Your objective
Every line below that contains "window" is to be copied.

Provided information

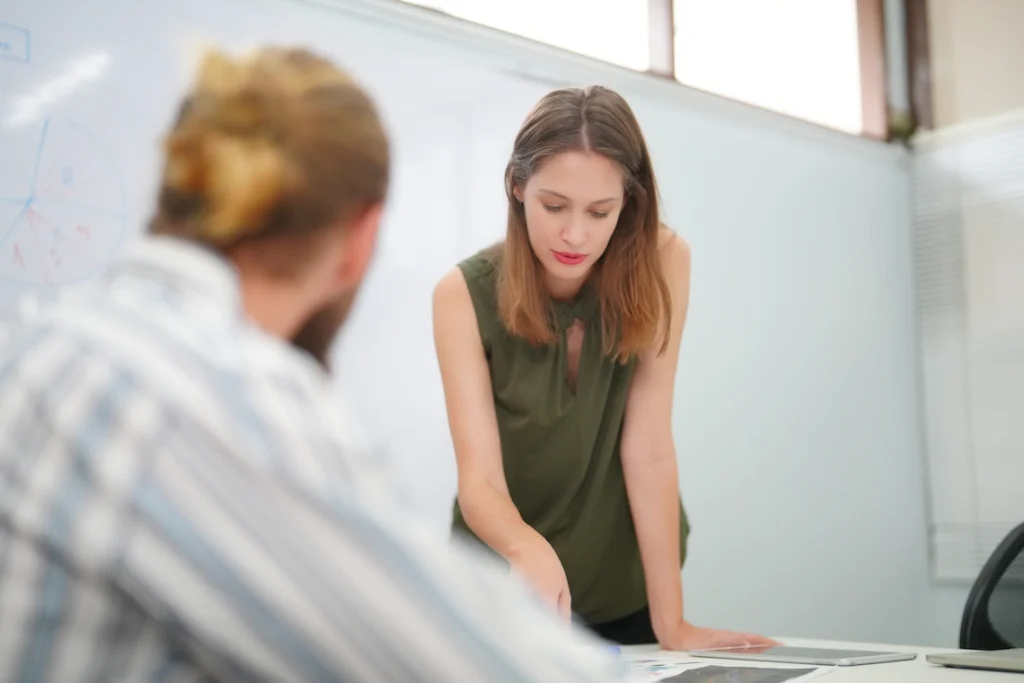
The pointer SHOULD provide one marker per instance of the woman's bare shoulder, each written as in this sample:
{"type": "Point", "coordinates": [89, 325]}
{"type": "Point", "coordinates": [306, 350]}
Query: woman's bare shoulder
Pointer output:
{"type": "Point", "coordinates": [675, 251]}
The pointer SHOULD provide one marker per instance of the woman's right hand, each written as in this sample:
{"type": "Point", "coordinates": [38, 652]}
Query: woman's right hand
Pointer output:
{"type": "Point", "coordinates": [538, 563]}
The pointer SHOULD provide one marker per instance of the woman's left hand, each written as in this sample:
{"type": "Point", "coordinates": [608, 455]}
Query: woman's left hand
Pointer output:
{"type": "Point", "coordinates": [686, 636]}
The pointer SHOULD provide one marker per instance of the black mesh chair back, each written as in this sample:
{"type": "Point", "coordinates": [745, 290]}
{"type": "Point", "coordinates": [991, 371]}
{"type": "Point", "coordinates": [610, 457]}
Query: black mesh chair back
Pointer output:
{"type": "Point", "coordinates": [993, 617]}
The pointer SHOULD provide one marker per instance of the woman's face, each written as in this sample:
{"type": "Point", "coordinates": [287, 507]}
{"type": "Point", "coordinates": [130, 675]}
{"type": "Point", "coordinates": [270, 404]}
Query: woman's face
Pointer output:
{"type": "Point", "coordinates": [571, 204]}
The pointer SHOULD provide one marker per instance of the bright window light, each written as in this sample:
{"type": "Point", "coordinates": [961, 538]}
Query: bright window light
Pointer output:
{"type": "Point", "coordinates": [799, 57]}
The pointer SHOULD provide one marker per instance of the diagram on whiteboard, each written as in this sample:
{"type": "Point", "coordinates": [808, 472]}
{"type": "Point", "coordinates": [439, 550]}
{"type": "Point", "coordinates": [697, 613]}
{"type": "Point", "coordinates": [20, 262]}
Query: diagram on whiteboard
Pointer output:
{"type": "Point", "coordinates": [62, 210]}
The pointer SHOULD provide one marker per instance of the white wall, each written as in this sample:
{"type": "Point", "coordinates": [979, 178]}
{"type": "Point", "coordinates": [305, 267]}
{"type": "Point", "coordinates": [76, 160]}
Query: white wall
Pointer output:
{"type": "Point", "coordinates": [797, 417]}
{"type": "Point", "coordinates": [977, 58]}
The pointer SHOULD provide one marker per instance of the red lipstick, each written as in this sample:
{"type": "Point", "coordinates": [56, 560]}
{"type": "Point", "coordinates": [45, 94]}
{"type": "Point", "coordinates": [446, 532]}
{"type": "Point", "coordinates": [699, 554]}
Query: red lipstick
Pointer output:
{"type": "Point", "coordinates": [569, 258]}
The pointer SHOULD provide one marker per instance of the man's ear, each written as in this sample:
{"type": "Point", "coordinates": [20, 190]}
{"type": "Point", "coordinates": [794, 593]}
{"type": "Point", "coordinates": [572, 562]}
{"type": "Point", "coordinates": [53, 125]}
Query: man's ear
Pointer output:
{"type": "Point", "coordinates": [358, 246]}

Response for this exercise
The pointer SHOULD provide one marker per instance of the bright window light, each written as in this sample:
Query: bright window light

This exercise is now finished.